ABOUT THIS EXERCISE: For the data below, give again exactly the lines from the one containing "like x=69, y=820." through the one containing "like x=421, y=401.", both ends included, and no others.
[INFORMATION PROVIDED — start]
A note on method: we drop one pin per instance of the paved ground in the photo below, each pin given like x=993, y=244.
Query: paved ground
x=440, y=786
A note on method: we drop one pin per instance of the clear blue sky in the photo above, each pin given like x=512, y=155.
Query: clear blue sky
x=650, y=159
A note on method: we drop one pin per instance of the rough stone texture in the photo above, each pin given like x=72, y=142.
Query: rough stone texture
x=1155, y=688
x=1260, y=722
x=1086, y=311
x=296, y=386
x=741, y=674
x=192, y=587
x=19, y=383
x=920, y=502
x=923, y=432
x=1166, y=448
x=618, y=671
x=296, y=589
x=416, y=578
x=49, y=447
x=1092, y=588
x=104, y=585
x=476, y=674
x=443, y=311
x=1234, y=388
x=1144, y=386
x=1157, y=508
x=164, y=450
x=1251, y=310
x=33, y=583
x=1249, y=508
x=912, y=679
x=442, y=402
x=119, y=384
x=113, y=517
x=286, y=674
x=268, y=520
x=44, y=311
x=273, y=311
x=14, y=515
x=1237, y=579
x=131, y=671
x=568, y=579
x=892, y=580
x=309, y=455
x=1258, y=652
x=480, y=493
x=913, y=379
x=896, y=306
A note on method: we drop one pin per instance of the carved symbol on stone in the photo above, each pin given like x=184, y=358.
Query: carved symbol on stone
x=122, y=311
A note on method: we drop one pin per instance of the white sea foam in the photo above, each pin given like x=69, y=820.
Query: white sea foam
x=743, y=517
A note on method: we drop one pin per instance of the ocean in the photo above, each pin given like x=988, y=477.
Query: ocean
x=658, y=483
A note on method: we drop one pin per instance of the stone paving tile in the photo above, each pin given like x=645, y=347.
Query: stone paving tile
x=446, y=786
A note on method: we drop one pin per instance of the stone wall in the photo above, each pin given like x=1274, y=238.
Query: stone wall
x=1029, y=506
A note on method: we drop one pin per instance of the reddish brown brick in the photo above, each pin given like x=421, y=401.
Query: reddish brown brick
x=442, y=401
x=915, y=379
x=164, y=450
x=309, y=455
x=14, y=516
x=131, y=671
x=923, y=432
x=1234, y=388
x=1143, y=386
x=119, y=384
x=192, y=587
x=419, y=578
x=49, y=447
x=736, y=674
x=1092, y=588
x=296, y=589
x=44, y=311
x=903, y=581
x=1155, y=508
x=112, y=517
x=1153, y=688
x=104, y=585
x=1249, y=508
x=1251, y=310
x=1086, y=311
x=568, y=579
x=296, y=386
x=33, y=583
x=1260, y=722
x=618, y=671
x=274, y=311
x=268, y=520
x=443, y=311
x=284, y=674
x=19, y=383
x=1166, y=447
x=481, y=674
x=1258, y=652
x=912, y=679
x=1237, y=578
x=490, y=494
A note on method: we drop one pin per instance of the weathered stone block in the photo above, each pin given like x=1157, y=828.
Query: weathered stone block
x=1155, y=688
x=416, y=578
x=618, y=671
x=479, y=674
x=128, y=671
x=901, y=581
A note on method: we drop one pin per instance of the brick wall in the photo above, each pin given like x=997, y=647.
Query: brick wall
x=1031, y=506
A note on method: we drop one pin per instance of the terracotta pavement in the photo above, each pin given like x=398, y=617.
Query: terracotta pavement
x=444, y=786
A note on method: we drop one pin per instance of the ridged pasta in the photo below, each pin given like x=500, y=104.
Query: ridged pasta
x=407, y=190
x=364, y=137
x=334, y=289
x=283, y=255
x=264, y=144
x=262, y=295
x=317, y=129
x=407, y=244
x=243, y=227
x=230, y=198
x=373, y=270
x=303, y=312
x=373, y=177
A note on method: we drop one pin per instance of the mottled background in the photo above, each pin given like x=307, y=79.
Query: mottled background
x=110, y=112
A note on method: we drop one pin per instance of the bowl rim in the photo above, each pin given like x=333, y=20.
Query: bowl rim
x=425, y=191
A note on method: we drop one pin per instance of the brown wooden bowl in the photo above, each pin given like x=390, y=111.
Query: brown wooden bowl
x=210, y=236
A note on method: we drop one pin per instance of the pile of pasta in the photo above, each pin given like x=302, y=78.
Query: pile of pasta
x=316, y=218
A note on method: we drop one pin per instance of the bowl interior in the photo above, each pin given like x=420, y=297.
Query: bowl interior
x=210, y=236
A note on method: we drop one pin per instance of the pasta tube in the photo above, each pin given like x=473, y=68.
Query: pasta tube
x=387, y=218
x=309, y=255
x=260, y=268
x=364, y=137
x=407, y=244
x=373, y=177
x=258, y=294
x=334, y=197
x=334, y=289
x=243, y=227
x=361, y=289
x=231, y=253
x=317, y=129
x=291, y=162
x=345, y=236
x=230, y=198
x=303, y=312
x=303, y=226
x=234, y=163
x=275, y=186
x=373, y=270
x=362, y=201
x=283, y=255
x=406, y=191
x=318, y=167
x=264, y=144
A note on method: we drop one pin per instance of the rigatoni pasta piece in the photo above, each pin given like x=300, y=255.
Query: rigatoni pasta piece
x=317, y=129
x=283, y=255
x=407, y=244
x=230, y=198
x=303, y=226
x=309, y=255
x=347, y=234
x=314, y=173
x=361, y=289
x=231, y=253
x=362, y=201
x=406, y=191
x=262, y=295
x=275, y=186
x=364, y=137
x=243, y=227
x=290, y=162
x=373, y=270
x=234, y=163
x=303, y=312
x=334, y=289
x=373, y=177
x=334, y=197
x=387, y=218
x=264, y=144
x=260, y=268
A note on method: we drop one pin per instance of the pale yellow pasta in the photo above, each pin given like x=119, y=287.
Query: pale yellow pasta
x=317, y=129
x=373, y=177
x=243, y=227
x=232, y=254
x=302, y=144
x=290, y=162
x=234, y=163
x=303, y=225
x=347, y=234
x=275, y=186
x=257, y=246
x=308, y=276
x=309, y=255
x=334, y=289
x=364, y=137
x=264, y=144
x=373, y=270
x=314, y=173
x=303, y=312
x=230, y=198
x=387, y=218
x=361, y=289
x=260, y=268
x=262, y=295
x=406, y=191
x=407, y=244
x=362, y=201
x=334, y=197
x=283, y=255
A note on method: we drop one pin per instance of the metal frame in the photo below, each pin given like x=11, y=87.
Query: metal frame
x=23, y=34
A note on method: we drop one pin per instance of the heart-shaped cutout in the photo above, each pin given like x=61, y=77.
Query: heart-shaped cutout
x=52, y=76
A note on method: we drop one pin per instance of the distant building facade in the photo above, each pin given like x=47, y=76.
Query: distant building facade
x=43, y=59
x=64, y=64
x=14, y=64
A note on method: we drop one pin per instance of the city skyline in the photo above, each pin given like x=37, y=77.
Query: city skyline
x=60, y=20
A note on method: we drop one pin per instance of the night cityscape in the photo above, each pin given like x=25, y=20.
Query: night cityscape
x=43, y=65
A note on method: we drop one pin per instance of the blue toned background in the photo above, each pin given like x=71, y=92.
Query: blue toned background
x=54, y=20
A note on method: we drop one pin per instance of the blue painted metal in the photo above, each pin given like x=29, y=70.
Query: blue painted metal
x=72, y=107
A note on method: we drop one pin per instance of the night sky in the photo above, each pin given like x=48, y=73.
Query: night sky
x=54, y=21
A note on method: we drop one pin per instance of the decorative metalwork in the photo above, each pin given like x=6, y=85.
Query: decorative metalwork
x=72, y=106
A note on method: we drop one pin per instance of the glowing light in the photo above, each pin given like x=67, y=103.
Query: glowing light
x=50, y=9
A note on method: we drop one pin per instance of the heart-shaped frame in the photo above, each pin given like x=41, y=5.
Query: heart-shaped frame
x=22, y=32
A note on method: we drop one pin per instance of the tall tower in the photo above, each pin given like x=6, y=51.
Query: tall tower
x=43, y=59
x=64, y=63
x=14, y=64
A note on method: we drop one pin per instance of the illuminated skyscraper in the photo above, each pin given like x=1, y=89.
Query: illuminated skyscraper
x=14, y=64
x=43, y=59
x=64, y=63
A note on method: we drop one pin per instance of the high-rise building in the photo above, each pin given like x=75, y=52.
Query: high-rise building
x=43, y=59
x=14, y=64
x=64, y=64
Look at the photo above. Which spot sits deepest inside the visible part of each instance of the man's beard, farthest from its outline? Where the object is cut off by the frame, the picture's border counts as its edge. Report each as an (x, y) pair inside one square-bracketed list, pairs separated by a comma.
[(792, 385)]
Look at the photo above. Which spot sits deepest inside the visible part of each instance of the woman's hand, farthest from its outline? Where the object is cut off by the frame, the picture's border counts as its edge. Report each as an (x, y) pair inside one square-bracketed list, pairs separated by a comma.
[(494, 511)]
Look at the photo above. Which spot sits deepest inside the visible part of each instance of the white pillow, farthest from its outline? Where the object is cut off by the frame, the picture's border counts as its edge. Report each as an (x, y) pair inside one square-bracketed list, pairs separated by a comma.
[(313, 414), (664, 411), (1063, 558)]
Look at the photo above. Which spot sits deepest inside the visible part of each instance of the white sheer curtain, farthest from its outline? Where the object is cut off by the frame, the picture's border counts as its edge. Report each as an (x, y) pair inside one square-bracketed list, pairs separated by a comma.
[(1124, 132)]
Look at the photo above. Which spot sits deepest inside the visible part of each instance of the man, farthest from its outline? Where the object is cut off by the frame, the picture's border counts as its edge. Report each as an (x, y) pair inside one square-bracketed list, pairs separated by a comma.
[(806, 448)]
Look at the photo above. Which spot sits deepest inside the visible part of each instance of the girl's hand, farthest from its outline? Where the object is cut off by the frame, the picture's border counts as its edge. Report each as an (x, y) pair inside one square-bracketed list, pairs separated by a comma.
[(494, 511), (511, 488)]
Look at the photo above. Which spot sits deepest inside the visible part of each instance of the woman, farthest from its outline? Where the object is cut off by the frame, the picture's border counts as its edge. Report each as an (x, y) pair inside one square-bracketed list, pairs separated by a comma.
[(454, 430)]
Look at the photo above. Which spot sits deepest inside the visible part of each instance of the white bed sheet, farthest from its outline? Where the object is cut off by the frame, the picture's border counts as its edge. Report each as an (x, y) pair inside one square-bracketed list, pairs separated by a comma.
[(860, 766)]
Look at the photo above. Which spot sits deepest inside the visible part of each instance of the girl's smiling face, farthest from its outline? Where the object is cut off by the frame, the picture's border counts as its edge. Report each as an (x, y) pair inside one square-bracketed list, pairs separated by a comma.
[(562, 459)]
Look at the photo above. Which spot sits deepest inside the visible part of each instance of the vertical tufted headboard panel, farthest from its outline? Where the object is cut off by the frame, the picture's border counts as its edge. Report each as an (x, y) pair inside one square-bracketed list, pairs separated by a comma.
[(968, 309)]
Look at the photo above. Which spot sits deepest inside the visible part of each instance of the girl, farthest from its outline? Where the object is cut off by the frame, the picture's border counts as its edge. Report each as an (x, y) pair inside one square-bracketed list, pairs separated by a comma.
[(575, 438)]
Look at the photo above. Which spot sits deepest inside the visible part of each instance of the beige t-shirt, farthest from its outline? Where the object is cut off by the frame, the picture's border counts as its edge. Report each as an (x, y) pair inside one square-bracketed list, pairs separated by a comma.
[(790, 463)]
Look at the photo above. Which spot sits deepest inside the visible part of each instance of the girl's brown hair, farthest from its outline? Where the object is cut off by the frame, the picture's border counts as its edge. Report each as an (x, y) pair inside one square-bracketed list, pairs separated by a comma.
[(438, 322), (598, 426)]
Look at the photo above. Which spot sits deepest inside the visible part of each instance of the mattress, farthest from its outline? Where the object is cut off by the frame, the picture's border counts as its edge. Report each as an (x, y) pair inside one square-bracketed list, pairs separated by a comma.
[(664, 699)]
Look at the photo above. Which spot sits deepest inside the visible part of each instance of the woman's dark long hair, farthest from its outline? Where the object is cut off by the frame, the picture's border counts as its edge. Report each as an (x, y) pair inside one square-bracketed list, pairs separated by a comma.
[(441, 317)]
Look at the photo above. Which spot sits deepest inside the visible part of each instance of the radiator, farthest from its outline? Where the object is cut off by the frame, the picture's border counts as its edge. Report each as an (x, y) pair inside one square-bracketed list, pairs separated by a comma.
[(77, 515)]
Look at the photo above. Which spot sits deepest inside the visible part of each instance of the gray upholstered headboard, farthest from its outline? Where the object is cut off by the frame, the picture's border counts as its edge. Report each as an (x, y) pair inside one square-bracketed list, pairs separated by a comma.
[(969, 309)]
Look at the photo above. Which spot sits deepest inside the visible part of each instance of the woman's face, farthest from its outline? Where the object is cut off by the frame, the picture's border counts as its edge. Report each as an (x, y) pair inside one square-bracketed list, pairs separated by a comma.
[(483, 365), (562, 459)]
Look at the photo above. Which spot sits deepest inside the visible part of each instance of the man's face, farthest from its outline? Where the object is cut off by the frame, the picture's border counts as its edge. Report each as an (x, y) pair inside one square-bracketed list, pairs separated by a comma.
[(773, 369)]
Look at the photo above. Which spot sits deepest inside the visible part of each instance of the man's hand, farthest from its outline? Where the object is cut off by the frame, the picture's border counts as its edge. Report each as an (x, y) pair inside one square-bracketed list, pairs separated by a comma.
[INFORMATION PROVIDED — finish]
RESPONSE:
A note on method: we drop one pin per instance of the white sea foam in the photo above, each pin given like x=69, y=820.
Query: white sea foam
x=743, y=517
A note on method: we drop one pin per instance of the ocean in the photo above, each pin given like x=988, y=477.
Query: ocean
x=658, y=483
A note on method: we drop one pin per instance of the stone paving tile in the photo above, each pin given like x=645, y=347.
Query: stone paving tile
x=446, y=786
A note on method: we drop one pin per instance of the stone wall in the photo above, each pin given like x=1274, y=238.
Query: stone wall
x=1029, y=506
A note on method: we drop one pin per instance of the reddish brown brick in the photo above, each pin given like x=421, y=401.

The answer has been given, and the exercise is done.